-- PROBLEM REQUIREMENTS --
Give the lines of the data below as a numbered list, running from the first line through the line that contains "left=403, top=519, right=516, bottom=643", both included, and leave out blank lines.

— BEGIN THE RECORDS —

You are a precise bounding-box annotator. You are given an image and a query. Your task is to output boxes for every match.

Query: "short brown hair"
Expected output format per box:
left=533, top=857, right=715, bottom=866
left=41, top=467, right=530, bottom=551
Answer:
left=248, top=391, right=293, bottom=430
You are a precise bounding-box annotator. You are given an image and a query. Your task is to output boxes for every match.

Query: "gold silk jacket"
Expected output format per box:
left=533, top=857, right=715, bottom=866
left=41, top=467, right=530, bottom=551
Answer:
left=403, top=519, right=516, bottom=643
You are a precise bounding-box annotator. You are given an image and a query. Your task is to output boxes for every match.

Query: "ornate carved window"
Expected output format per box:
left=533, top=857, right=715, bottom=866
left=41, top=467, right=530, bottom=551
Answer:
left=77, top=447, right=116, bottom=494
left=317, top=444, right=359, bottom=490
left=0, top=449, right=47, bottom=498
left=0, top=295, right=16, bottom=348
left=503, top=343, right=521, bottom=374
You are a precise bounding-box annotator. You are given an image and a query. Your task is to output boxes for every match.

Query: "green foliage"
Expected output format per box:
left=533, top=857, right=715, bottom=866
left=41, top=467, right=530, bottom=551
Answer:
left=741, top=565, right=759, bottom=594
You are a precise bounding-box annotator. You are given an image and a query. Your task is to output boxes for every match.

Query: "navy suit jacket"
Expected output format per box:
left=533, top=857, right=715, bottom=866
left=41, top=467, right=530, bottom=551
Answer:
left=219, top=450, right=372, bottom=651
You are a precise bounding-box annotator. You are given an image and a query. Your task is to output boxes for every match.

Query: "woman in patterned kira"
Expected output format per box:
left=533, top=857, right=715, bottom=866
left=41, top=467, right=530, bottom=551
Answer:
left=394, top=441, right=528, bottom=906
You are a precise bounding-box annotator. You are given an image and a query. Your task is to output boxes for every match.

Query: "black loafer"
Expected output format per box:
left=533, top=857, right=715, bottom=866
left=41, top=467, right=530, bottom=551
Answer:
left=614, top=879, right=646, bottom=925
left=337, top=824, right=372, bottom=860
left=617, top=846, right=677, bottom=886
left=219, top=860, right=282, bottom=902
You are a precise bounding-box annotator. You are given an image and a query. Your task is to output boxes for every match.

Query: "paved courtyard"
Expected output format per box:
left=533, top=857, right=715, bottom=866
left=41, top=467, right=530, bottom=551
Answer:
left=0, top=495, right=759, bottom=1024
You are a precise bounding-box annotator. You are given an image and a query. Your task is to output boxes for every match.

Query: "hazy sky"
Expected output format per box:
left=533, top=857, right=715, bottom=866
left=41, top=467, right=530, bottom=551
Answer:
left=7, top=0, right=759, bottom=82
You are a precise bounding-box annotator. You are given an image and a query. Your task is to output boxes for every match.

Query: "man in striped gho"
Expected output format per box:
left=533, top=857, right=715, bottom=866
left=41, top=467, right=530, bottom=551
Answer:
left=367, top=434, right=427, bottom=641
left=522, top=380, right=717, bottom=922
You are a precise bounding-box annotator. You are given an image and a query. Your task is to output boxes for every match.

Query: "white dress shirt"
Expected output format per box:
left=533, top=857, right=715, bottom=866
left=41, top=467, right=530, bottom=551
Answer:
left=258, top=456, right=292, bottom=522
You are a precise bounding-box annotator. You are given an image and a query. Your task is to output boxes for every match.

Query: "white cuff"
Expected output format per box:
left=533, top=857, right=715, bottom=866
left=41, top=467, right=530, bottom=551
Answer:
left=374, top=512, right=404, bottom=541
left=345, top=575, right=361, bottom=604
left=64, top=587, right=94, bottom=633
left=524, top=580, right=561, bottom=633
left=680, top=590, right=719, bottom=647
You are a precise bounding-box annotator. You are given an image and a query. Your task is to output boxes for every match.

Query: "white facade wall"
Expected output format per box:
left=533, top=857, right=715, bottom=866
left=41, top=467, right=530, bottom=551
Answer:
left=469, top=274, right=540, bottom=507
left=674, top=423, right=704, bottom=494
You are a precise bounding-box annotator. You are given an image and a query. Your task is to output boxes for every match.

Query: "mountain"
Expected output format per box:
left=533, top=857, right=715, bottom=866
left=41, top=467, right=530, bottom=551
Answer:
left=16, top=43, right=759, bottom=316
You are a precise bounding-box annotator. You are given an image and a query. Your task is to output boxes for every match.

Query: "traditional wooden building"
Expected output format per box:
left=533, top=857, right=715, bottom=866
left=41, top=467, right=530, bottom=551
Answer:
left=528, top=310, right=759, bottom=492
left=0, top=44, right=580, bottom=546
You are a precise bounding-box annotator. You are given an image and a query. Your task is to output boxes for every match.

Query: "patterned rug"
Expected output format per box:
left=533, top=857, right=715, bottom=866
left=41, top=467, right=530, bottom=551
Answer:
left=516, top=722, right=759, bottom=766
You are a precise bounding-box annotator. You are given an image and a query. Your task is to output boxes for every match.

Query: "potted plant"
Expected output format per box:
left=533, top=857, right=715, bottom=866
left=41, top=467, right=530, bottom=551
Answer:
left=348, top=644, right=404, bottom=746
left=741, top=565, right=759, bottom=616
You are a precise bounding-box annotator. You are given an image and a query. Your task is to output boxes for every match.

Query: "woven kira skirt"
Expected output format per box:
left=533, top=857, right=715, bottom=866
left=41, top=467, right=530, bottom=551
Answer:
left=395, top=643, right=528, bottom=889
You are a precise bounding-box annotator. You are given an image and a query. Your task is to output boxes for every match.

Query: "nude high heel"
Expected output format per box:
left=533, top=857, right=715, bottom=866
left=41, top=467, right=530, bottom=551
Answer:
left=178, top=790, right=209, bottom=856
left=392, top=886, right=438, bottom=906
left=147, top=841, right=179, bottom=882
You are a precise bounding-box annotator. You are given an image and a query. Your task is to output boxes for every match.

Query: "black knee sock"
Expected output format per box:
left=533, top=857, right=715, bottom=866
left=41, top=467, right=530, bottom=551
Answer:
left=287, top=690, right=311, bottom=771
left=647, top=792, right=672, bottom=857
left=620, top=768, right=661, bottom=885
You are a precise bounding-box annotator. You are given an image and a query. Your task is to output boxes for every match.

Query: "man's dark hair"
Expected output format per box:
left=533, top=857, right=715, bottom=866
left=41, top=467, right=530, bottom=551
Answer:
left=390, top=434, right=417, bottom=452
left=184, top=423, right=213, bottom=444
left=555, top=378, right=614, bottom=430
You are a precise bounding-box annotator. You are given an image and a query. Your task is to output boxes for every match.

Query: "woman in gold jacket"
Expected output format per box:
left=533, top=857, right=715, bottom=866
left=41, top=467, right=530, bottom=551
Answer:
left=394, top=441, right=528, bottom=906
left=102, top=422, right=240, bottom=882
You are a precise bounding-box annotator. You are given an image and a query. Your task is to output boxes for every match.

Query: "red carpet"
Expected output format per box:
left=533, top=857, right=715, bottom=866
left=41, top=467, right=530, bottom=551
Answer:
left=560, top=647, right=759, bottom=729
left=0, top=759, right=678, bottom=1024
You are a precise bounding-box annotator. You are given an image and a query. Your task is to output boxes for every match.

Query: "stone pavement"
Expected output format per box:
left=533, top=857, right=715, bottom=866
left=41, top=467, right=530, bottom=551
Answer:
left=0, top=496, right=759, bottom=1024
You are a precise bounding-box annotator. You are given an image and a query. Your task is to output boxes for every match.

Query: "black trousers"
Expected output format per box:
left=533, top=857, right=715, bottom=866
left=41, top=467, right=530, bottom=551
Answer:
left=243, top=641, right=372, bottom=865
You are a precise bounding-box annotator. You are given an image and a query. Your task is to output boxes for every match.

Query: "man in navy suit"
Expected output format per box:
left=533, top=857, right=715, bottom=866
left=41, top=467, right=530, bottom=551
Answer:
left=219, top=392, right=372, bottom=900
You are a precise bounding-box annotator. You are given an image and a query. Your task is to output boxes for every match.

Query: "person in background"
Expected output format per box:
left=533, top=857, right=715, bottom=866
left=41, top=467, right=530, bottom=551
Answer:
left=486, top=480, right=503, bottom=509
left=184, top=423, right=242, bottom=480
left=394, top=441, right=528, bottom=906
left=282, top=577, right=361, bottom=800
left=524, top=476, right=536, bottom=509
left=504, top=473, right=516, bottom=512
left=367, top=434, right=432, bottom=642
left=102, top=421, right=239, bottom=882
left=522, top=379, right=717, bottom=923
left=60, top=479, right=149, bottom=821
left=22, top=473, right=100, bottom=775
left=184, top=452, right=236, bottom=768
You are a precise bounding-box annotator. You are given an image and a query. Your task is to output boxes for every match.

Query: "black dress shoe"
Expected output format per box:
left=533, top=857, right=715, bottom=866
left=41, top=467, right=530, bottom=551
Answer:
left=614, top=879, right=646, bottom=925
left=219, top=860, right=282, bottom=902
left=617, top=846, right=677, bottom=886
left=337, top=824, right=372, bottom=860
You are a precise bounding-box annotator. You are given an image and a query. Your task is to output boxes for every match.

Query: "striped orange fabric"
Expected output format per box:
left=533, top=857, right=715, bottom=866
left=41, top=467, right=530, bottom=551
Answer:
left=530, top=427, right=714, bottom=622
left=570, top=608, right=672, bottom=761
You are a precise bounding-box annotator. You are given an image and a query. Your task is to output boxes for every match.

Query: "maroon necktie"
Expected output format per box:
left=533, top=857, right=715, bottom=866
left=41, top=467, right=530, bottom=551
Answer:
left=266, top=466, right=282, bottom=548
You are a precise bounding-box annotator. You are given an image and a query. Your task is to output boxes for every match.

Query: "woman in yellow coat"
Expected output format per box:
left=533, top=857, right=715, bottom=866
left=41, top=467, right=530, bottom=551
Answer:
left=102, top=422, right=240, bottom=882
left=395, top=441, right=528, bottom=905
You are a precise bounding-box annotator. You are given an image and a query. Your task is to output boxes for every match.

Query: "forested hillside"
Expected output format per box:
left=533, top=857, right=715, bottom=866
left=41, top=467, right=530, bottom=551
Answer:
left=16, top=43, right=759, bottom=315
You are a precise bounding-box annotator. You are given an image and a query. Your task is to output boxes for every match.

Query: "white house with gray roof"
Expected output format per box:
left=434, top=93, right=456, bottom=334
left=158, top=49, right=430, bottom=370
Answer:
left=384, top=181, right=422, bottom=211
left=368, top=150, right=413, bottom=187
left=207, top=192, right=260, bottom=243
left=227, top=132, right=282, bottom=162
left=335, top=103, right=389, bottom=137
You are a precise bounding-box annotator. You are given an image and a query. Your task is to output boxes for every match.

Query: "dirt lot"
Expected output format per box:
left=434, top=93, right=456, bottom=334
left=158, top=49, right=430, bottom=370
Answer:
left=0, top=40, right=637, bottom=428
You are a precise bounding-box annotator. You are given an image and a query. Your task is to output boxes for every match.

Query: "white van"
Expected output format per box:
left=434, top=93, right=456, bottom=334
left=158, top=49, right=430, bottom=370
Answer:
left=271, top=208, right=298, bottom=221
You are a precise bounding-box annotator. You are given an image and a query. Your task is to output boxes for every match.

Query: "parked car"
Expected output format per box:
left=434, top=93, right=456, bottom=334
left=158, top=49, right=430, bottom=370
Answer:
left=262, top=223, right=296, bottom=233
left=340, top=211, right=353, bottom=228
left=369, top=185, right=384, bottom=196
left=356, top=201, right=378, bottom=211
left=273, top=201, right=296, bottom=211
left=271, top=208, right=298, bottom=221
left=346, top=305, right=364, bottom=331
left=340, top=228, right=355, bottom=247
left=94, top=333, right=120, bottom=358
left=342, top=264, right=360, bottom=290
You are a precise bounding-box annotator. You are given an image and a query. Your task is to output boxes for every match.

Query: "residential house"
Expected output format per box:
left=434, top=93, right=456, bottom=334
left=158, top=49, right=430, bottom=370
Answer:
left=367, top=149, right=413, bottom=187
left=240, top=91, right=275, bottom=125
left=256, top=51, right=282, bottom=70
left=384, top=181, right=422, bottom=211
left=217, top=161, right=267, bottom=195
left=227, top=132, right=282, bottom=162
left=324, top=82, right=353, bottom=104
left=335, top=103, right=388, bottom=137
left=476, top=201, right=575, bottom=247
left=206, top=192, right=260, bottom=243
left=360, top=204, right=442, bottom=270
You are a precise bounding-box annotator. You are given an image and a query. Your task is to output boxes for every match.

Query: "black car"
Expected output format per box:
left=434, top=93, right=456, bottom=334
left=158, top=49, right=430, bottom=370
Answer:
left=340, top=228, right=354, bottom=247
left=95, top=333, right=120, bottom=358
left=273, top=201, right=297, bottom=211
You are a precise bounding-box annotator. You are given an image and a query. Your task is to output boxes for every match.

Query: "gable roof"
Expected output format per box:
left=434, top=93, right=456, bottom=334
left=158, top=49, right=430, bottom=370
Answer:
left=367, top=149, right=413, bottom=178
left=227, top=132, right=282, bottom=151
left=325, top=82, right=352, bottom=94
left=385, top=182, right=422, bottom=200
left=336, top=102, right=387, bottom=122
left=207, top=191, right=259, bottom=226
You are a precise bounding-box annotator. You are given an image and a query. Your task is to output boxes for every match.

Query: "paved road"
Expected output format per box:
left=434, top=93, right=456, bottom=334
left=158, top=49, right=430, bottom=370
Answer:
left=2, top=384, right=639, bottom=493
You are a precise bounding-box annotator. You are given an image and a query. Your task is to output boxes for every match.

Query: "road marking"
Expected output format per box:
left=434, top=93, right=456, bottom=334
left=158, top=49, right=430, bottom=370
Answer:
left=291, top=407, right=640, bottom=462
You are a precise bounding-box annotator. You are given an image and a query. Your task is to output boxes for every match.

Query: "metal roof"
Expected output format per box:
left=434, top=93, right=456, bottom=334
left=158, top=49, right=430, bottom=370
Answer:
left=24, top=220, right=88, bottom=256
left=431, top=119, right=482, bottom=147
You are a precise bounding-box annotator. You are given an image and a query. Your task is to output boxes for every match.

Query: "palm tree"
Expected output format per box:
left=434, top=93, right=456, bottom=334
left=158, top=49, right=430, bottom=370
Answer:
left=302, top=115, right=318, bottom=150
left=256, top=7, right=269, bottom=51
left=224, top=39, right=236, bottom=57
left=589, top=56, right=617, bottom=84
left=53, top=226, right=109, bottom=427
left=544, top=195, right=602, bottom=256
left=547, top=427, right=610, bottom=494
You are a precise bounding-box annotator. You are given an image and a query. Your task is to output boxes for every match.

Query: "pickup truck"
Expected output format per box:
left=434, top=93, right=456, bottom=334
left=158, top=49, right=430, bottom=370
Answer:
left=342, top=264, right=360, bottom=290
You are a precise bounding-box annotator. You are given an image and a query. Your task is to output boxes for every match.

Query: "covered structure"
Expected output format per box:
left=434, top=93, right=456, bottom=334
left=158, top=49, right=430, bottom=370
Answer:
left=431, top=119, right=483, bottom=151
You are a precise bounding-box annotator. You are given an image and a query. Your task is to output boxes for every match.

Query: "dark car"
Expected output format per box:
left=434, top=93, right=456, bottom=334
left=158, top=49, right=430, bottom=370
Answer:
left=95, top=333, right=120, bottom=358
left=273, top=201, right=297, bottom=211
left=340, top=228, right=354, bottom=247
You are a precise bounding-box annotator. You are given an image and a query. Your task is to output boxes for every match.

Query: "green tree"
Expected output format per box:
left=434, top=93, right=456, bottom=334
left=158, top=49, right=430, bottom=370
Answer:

— END THE RECORDS —

-- RESPONSE --
1. You are a precise bounding-box annotator. You are given an image and a query. Your task is to output boxes for every match.
2. Query: "short brown hair"
3. Expected output format per box:
4. left=533, top=857, right=715, bottom=866
5. left=41, top=467, right=530, bottom=551
6. Answer:
7. left=248, top=391, right=293, bottom=430
8. You are a precise bounding-box annotator. You are given an image and a query. Your task is to output boxes for every match.
9. Query: "gold silk jacket"
10. Expected output format per box:
11. left=533, top=857, right=715, bottom=866
12. left=41, top=467, right=530, bottom=551
13. Answer:
14. left=403, top=519, right=516, bottom=643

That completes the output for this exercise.